EXTRAIT:
Directement, nous prenons un taxi collectif en direction de Hébron. Usama nous raconte le fil de l’histoire moderne, et aussi un peu les origines. Je comprends que les deux peuples ont des origines communes et que les mêmes évènements sont fondateurs (Adam, Abraham..). Dans le conflit actuel, en tout cas avec l’exemple que nous avons à Hébron, la religion ne parait pas être la raison première. La politique et la conquête territoriale semblent être le moteur du conflit, ce dernier prend même le visage d’une guerre fratricide.

 

Usama nous fait une première explication du fonctionnement de la Cisjordanie. Il y a trois zones :

– la A qui est sous autorité et contrôle du gouvernement palestinien (en théorie interdit aux Israéliens)

– la B qui est sous autorité mixte mais sous contrôle de l’armée israélienne (et donc sous le coup de la loi militaire, et non civile)

– la C qui est entièrement sous contrôle israélien, avec certains bouts de la zone complétement interdit aux palestiniens. C’est les zones où les colonies (légales et illégales) sont installées.

MATÉRIEL FOURNI:
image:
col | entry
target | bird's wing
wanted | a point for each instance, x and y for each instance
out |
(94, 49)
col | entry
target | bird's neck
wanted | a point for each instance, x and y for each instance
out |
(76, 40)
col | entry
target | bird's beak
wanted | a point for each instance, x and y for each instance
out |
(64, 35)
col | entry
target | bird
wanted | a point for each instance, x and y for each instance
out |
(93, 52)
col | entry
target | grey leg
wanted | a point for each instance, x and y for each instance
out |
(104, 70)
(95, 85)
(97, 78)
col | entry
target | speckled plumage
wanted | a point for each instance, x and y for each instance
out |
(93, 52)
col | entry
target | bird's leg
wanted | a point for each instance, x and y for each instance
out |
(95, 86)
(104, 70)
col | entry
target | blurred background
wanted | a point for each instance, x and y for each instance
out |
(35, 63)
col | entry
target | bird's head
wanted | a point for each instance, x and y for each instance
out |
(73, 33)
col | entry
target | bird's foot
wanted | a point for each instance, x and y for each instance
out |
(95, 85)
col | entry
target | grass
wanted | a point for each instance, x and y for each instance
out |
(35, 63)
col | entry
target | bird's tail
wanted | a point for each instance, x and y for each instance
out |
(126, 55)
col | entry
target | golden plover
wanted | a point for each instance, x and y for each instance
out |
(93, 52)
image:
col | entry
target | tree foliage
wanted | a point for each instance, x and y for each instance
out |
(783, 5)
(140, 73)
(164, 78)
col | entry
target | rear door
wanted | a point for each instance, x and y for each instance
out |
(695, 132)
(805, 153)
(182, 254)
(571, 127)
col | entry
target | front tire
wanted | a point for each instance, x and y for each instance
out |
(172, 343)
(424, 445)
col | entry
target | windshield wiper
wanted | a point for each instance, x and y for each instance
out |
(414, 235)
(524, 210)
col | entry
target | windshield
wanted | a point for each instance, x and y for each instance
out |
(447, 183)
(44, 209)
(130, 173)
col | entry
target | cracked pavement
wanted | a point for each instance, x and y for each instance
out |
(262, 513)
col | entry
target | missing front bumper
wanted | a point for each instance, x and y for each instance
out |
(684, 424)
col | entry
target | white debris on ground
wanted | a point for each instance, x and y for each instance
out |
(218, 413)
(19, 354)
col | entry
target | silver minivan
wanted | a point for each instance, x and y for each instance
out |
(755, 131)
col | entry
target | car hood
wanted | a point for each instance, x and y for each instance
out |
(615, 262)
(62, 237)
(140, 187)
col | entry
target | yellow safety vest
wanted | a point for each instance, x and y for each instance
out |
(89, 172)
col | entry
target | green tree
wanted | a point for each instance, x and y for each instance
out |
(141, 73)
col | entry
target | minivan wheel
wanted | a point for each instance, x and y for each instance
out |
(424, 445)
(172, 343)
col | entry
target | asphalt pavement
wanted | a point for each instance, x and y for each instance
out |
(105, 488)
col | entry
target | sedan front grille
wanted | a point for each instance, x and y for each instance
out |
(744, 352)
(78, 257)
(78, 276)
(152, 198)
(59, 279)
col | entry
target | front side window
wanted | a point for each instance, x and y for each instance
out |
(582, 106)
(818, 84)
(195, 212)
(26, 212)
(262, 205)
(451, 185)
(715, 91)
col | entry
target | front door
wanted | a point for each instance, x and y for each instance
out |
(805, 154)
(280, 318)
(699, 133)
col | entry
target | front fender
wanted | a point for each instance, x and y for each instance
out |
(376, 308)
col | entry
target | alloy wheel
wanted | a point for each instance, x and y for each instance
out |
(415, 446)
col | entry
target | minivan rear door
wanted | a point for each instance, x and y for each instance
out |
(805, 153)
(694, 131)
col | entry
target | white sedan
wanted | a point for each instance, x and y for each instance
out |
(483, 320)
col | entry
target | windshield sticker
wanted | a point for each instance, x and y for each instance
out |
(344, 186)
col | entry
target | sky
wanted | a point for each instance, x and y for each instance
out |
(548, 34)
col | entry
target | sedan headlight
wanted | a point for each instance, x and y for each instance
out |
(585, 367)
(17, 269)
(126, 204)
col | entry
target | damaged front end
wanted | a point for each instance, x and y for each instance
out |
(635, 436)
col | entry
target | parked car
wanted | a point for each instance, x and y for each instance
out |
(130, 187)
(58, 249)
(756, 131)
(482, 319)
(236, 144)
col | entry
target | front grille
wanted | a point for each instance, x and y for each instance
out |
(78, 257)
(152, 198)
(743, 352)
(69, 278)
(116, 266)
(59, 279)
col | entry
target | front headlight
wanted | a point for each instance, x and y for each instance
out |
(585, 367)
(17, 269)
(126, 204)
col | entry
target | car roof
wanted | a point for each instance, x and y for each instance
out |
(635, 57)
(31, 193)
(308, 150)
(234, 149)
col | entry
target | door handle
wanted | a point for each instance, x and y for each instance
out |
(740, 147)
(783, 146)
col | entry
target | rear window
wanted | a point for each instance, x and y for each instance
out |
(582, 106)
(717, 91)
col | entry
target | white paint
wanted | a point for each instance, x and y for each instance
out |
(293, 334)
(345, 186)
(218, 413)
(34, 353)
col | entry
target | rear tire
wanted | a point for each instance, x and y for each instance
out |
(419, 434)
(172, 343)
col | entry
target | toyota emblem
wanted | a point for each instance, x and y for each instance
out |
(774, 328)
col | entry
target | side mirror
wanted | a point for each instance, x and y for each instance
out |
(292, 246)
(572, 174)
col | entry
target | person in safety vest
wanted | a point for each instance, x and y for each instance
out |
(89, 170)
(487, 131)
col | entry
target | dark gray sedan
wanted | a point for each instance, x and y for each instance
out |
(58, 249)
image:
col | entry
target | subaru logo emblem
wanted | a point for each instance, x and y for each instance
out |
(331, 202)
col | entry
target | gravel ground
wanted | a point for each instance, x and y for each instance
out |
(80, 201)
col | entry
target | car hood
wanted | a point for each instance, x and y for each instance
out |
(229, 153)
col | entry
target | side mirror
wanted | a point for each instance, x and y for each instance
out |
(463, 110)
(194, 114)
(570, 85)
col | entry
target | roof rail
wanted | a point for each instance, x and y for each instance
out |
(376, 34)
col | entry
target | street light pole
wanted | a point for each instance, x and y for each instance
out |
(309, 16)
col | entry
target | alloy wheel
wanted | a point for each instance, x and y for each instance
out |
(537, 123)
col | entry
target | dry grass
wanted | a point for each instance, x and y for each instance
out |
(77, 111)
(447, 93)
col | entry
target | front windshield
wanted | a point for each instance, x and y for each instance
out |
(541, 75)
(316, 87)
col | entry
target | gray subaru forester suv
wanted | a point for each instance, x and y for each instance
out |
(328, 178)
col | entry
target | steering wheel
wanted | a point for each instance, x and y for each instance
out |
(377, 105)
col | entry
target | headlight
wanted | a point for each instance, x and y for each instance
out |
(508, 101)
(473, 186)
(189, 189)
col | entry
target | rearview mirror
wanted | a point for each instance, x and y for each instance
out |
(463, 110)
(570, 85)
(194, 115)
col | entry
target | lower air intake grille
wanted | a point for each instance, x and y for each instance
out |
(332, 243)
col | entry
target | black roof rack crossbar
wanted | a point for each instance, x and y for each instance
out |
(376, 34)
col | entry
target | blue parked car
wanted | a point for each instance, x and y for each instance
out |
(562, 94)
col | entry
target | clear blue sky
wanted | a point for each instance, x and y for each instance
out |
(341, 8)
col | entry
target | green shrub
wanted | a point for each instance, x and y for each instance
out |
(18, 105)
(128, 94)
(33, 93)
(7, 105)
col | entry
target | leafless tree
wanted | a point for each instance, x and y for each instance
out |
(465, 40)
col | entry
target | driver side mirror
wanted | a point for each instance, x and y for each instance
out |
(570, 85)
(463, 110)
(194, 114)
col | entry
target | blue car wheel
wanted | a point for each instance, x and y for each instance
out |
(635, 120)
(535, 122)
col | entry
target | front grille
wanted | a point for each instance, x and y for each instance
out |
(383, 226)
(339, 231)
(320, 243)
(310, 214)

ÉNONCÉ A: Relevez dans le récit sur Hébron les zones qui divisent la Cisjordanie, en précisant sous quelle autorité ou quel contrôle chacune se trouve.
ÉNONCÉ B: Poursuivez le récit sur Hébron à la suite de sa dernière phrase.

CORRIGÉ A:
– Zone A : sous autorité et contrôle du gouvernement palestinien.
– Zone B : sous autorité mixte, mais sous contrôle de l'armée israélienne.
– Zone C : entièrement sous contrôle israélien.

CORRIGÉ B:
 

Jérusalem Est et Hébron sont exclus de ce zonage et ont un traitement particulier. Quand on regarde la carte, on comprend à quel point les territoires palestiniens ne sont qu’un gigantesque gruyère. Tout est fait pour compliquer les déplacements, et limiter la liberté de mouvements de Palestiniens. A cela, il faut ajouter la construction du mur qui sert à séparer les zones entre elles. Le mur ne suit absolument pas la ligne verte, qui est la ligne officielle de séparation décidée en 1967.

 

Coté check point, il y en a des fixes mais finalement pas tant que ça en comparaison de la centaine de check point volants. Les blocages de route peuvent arriver sans prévenir, on sent que tout est sous tension permanente. Les panneaux rouges à l’entrée des zones A ne sont pas là pour aider, le message est clair : Israéliens n’y entrez pas, ou votre vie sera en danger (…).

 

Nous arrivons à Hébron, autre ville importante pour les 3 religions monothéistes, car le tombeau d’Abraham s’y trouve. C’est aussi la seule ville palestinienne dans laquelle il y a des colonies dans la ville. Hébron est séparée en 2 zones, la H1 qui est entièrement palestinienne, et la H2 qui encercle les zones colonisées.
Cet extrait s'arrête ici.